EXERCISE
The records below are to be duplicated character for character.

--

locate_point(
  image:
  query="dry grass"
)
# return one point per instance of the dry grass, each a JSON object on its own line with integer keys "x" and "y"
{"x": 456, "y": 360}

--

ANSWER SECTION
locate_point(
  image:
  query="dry grass"
)
# return one point per instance of the dry grass, each a JSON object on its own line with integer keys "x" and "y"
{"x": 456, "y": 360}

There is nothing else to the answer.